> [PROBLEM STATEMENT]: Reproduce the records below line for line, with no changes.

■ ■ ■ ■ ■

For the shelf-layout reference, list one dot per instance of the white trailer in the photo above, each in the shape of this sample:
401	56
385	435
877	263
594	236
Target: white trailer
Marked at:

■ ■ ■ ■ ■

> [FULL ANSWER]:
For the shelf-layout reference, list one dot per instance of the white trailer in the photo above, each in the shape of this sample:
401	56
385	435
877	263
594	236
Target: white trailer
Marked at:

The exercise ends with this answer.